Connection made, yippee...! - the 81st Regiment of Foot was in Ireland at the relevant time and also the Channel Islands.
If Jethro, aged 40, left the army in 1832, what would he do? He doesn't seem to have returned to the UK as I can't find him in censuses.
Maybe he died leaving Mary free to marry William MARTIN [if they did actually marry]and produce their first daughter Mary MARTIN abt. 1836 in Cornwall.
I think it's his father Jethro senior's death in Somerset in 1845 [but no age given in the GRO]. Findmypast has 2 deaths listed in their index for that year for Jethro EASON - and I assumed it to be a duplication.
Jethro's 1832 discharge from the Army was due to ill health, so he may well have died shortly afterwards and not necessarily in England. He had been suffering from weakness of chest and general debility after a first attack of haemoptysis in Windsor, Nova Scotia in 1825, with further frequent attacks of haemoptysis thereafter.
The discharge hearing took place in Templemore, Ireland and Jethro was medically examined in Dublin on 17 Dec 1832.

## Required work
In the post on Jethro Eason's army service, where did the discharge hearing take place?

## Data section
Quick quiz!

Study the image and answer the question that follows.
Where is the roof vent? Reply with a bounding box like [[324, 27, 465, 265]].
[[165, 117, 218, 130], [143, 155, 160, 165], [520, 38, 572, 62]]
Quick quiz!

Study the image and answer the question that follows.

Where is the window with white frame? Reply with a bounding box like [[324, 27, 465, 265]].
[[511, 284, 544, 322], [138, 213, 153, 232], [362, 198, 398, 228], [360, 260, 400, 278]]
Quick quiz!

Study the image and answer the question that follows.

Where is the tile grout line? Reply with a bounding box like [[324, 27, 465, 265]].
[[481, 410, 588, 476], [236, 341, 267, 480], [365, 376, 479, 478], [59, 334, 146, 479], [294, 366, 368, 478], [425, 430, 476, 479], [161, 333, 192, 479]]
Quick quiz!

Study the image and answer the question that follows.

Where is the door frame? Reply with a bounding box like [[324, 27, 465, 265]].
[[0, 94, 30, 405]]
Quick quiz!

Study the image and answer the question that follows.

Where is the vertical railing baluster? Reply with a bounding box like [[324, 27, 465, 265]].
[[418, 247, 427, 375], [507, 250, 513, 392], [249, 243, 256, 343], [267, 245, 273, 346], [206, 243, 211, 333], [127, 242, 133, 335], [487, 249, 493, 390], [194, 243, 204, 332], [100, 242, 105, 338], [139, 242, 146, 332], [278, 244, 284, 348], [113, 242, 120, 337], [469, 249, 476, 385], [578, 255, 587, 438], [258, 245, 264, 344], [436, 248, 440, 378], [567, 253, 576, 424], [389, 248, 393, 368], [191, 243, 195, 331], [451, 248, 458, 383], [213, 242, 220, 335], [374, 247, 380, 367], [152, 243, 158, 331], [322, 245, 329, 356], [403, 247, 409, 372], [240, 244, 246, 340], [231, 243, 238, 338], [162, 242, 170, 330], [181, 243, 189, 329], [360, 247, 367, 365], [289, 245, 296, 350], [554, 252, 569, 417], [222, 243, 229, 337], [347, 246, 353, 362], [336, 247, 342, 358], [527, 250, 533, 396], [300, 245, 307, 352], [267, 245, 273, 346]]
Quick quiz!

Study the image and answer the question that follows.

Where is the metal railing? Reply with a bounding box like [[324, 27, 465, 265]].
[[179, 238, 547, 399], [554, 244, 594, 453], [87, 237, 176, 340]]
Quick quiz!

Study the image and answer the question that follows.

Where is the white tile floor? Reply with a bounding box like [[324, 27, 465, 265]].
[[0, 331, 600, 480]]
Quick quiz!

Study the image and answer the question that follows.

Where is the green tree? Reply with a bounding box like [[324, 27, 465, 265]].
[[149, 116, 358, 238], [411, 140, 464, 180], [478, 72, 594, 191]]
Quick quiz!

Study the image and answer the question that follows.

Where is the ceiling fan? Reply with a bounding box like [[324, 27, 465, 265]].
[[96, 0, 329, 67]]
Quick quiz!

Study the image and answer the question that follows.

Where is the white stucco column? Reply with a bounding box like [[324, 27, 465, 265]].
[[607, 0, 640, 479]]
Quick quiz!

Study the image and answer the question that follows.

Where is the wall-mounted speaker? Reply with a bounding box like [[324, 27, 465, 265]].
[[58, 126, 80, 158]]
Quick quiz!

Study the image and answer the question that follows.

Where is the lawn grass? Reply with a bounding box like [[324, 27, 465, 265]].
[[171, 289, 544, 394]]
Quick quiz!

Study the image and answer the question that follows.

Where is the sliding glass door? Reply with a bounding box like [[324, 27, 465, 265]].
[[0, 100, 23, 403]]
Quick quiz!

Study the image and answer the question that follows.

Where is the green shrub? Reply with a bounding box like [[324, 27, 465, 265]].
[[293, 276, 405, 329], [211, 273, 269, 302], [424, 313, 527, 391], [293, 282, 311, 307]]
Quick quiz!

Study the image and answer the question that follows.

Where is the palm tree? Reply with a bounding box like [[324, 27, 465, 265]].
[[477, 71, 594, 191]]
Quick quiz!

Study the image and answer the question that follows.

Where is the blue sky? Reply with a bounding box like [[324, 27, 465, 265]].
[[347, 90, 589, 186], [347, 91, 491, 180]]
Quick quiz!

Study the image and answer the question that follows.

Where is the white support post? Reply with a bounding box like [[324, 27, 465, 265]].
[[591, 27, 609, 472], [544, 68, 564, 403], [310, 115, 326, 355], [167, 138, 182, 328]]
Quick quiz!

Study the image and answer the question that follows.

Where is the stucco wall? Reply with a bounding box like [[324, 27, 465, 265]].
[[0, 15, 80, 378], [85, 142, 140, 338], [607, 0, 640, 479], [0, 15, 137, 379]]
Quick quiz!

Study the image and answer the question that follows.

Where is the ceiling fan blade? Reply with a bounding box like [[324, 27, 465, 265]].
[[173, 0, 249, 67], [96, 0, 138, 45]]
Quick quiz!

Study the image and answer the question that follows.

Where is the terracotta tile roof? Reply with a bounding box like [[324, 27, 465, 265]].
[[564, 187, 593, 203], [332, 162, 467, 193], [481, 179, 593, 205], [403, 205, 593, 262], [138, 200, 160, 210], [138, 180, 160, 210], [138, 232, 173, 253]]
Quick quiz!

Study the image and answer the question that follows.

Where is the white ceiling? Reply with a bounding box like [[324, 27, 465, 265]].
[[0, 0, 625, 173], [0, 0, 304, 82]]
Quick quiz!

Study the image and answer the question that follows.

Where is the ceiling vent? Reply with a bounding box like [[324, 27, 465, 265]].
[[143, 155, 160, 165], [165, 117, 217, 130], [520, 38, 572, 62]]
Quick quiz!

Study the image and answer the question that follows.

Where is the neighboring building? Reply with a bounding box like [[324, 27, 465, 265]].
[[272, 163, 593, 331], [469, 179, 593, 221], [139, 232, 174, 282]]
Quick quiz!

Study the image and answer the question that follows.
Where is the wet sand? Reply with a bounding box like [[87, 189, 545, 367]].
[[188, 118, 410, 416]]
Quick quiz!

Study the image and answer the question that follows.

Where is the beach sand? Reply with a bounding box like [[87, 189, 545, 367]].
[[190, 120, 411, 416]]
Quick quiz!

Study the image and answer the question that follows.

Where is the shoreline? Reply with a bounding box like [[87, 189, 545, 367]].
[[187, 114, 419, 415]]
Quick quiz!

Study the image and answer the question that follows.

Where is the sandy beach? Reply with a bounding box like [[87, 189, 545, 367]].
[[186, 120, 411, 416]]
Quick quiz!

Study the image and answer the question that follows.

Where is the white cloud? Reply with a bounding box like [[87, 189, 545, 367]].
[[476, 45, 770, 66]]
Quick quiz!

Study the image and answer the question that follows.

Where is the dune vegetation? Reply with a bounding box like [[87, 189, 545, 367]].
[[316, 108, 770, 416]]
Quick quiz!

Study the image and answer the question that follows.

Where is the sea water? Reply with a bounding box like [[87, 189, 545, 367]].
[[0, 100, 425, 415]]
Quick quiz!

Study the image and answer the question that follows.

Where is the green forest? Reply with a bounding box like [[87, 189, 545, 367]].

## Exercise response
Templemore, Ireland